- [WORK REQUIRED] Rewrite the listing from the line with "Exercise. Mark the yellow egg" up to and including the line with "136), (1085, 113)]", and nothing else. Increase every coordinate in the answer points by 143, but leave the requests and their format samples unchanged.
====== DATA EXCERPTS ======
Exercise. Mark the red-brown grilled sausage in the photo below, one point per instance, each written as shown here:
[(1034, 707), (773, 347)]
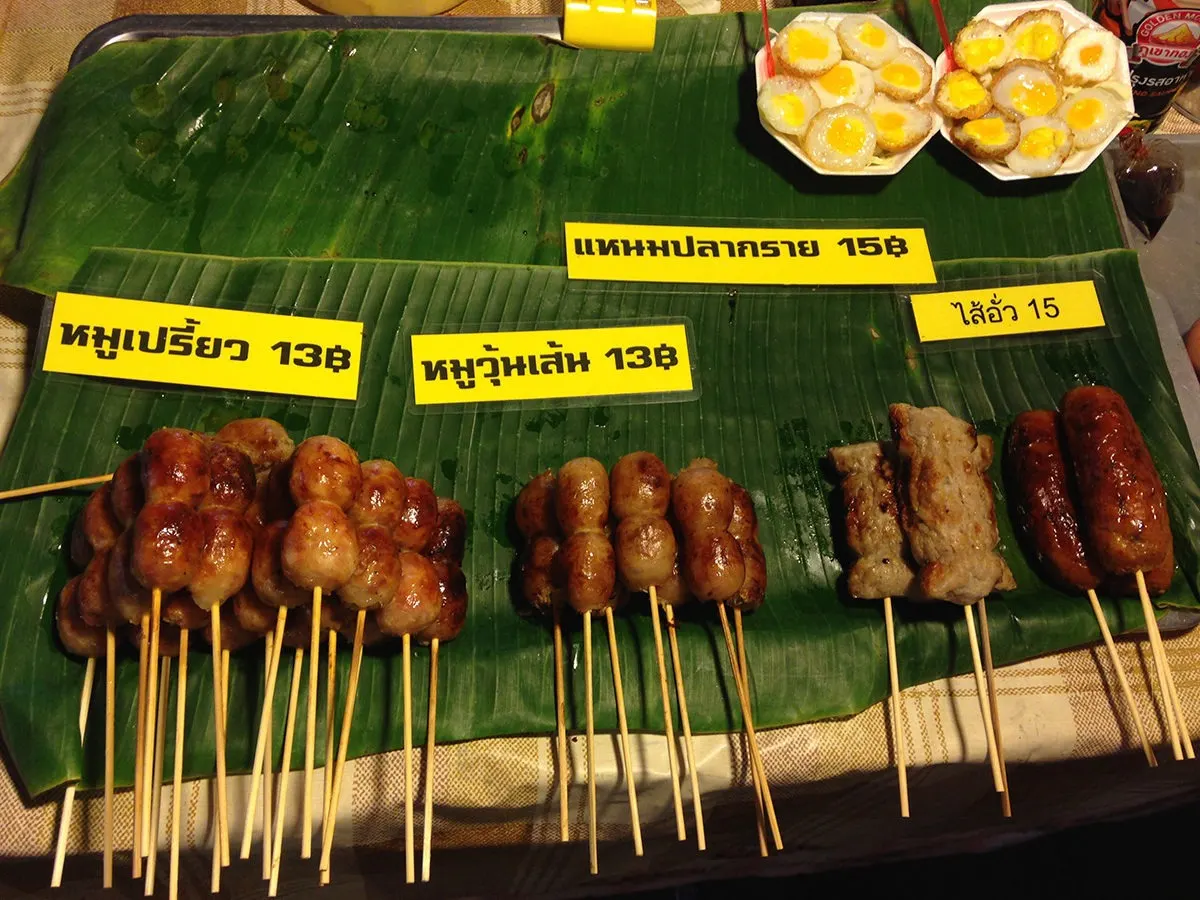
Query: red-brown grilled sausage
[(381, 499), (175, 467), (168, 541), (225, 561), (325, 468), (419, 519), (1125, 507), (1039, 484)]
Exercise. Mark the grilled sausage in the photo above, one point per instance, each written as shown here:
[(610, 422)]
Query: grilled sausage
[(175, 467), (1125, 507), (1039, 483)]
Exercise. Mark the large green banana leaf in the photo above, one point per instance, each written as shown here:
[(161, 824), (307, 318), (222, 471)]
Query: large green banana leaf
[(784, 373), (426, 145)]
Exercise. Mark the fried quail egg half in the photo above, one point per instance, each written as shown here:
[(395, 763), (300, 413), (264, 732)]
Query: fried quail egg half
[(787, 105), (1037, 35), (1089, 55), (868, 40), (1044, 144), (808, 48), (898, 125), (841, 138), (1026, 89), (905, 77), (1093, 114), (845, 83)]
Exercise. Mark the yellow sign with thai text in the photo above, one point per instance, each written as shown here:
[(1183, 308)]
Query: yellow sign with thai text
[(610, 251), (203, 347), (497, 366), (994, 312)]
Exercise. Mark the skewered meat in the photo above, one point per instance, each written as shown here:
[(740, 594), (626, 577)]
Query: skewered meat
[(319, 549), (175, 467), (1122, 497), (1039, 483), (325, 468), (168, 540), (225, 561), (873, 523), (381, 499), (947, 508)]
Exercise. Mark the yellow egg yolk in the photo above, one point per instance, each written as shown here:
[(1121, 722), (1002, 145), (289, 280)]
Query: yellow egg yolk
[(965, 90), (1039, 41), (790, 108), (987, 131), (1035, 97), (838, 81), (901, 75), (1042, 143), (873, 35), (804, 45), (846, 136), (1085, 113)]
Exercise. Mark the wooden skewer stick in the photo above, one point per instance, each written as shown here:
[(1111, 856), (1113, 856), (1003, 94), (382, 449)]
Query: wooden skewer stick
[(625, 749), (689, 749), (60, 850), (177, 797), (430, 749), (564, 832), (310, 747), (756, 767), (760, 807), (1126, 691), (281, 810), (1006, 803), (898, 736), (1165, 681), (667, 717), (273, 670), (54, 486), (982, 690), (407, 643), (343, 742), (159, 750)]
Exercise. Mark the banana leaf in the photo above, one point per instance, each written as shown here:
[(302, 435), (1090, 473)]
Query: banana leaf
[(783, 375), (474, 148)]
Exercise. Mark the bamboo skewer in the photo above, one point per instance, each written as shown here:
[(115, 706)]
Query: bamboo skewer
[(60, 849), (343, 741), (159, 750), (51, 487), (667, 718), (756, 767), (430, 749), (310, 747), (1127, 693), (760, 805), (982, 690), (564, 832), (625, 749), (177, 796), (1006, 801), (273, 670), (898, 736), (689, 749), (281, 810), (593, 853)]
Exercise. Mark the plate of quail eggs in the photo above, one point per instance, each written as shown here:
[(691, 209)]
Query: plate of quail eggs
[(850, 95), (1038, 90)]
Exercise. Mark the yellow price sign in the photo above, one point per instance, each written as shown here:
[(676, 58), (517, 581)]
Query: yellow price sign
[(994, 312), (599, 251), (202, 347), (496, 366)]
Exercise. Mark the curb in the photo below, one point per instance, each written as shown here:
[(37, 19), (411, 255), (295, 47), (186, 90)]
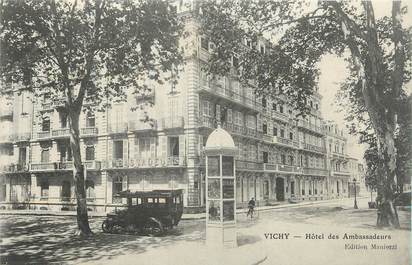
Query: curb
[(184, 217)]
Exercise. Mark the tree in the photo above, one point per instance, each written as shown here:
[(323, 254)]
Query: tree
[(86, 50), (379, 61)]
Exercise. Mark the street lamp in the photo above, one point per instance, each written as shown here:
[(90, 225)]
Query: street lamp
[(355, 206)]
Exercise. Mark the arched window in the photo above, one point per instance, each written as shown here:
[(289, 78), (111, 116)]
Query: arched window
[(117, 187), (90, 193), (90, 152)]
======
- [WRITTEN REPLY]
Exercise. Mark the yellow egg yolk in the photo above, one point per instance, each written as shown here:
[(1121, 722), (1002, 145), (289, 280)]
Query: yellow egg yolk
[(1108, 233), (1182, 184), (933, 251), (1130, 274), (1178, 240), (981, 224), (1044, 218), (1185, 286), (1016, 178), (947, 188), (989, 279), (1228, 256)]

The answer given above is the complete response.